===== Data shown =====
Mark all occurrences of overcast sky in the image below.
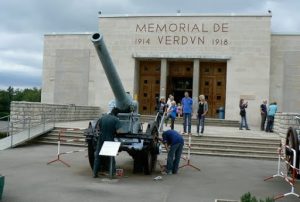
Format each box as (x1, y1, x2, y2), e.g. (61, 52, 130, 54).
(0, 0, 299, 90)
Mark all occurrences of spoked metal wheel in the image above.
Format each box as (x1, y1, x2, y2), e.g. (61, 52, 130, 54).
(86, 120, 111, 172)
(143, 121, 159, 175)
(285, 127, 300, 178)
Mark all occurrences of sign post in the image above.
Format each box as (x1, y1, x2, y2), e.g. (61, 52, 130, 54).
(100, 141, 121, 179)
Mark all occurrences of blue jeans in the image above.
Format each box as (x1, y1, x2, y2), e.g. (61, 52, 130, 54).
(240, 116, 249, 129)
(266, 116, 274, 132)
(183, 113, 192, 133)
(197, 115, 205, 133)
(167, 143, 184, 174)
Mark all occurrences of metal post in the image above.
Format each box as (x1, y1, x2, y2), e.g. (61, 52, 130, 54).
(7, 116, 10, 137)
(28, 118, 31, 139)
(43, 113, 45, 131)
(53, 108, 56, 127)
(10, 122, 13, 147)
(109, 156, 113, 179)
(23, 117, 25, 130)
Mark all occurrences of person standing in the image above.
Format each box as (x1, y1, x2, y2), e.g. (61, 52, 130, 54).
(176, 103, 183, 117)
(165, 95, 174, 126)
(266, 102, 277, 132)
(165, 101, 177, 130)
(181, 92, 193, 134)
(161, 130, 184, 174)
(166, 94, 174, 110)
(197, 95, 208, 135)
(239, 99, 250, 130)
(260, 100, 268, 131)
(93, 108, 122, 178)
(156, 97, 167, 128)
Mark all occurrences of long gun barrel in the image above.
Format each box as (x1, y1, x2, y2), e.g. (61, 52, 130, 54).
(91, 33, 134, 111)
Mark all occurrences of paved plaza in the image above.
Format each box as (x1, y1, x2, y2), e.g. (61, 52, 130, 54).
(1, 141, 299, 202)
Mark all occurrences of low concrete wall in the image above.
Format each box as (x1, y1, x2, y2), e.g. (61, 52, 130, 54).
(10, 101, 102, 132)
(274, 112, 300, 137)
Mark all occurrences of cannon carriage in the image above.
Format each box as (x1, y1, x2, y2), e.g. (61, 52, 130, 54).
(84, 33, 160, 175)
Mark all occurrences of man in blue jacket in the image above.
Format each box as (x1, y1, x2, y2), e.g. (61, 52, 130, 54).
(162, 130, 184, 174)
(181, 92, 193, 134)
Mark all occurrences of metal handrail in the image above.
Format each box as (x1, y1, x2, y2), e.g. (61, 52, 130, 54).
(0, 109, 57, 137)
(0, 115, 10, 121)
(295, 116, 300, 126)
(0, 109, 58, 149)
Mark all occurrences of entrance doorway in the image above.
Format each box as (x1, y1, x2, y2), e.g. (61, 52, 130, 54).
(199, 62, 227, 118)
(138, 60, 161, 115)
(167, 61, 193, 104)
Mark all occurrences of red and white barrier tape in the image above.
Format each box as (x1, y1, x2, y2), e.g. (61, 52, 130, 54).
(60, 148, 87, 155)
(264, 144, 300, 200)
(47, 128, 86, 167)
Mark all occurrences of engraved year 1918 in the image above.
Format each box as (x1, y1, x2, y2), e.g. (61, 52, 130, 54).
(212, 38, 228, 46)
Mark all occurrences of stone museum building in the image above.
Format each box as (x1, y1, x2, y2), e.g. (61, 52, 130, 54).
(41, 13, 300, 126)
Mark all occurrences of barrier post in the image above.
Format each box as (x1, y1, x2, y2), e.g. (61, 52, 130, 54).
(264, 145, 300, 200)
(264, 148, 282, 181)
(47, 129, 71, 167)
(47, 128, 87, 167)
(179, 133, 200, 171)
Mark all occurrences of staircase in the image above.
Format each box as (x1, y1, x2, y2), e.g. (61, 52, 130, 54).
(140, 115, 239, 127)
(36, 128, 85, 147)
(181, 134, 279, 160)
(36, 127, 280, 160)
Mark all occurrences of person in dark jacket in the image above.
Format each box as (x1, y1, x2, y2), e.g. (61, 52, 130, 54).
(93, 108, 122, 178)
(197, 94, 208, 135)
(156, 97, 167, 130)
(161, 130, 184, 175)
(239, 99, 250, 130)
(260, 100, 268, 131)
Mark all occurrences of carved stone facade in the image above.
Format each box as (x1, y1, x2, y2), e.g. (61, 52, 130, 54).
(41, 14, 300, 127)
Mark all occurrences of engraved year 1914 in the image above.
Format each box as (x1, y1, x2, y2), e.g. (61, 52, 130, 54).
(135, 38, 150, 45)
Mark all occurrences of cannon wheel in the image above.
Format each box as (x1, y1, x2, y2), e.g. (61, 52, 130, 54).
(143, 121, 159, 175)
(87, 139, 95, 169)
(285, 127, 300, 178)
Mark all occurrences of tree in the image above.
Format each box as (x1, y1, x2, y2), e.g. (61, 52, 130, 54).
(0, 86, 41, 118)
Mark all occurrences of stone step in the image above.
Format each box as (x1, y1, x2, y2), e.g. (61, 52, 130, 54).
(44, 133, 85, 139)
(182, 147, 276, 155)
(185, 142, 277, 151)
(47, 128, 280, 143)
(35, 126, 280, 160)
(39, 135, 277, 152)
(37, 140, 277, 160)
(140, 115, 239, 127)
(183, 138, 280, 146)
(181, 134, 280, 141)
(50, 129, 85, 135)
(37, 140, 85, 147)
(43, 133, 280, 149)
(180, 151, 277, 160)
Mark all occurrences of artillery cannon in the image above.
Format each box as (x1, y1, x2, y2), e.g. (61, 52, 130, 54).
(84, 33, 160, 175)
=====
### Task description
Transcribe the records above from the line holding "Mark all occurrences of red" down to the line holding "Mark all occurrences of carved", inclusive, without adding anything.

### Answer section
Mark all occurrences of red and white barrier tape in the image above.
Format each box as (x1, y1, x2, y2), e.g. (61, 52, 130, 54).
(60, 148, 87, 155)
(264, 144, 300, 200)
(47, 128, 86, 167)
Mark all occurrences of engraved year 1918 in the image above.
Format each box as (x1, y1, x2, y2), e.g. (61, 52, 130, 54).
(212, 38, 228, 46)
Mark all occurrences of stone museum building in the image above.
Format each box as (x1, y1, x2, y2), e.g. (61, 52, 130, 54).
(41, 13, 300, 126)
Mark all occurrences of barrier post in the image above.
Format each box as (x1, y1, x2, y2), e.g. (61, 52, 130, 54).
(264, 145, 300, 200)
(264, 148, 282, 181)
(47, 129, 71, 167)
(47, 128, 87, 167)
(179, 133, 200, 171)
Mark all occurrences of staircase in the image above.
Format each box as (x1, y1, x2, y2), e.g. (61, 52, 130, 54).
(140, 115, 239, 127)
(36, 128, 85, 147)
(181, 134, 279, 160)
(36, 127, 280, 160)
Mark all occurrences of person in dark jacket in the image above.
Format each box as (x1, y1, x2, y2), e.g. (61, 52, 130, 54).
(93, 108, 122, 178)
(197, 94, 208, 135)
(156, 97, 167, 130)
(161, 130, 184, 175)
(239, 99, 250, 130)
(260, 100, 268, 131)
Mark all occurrences of carved stone facade in the image above.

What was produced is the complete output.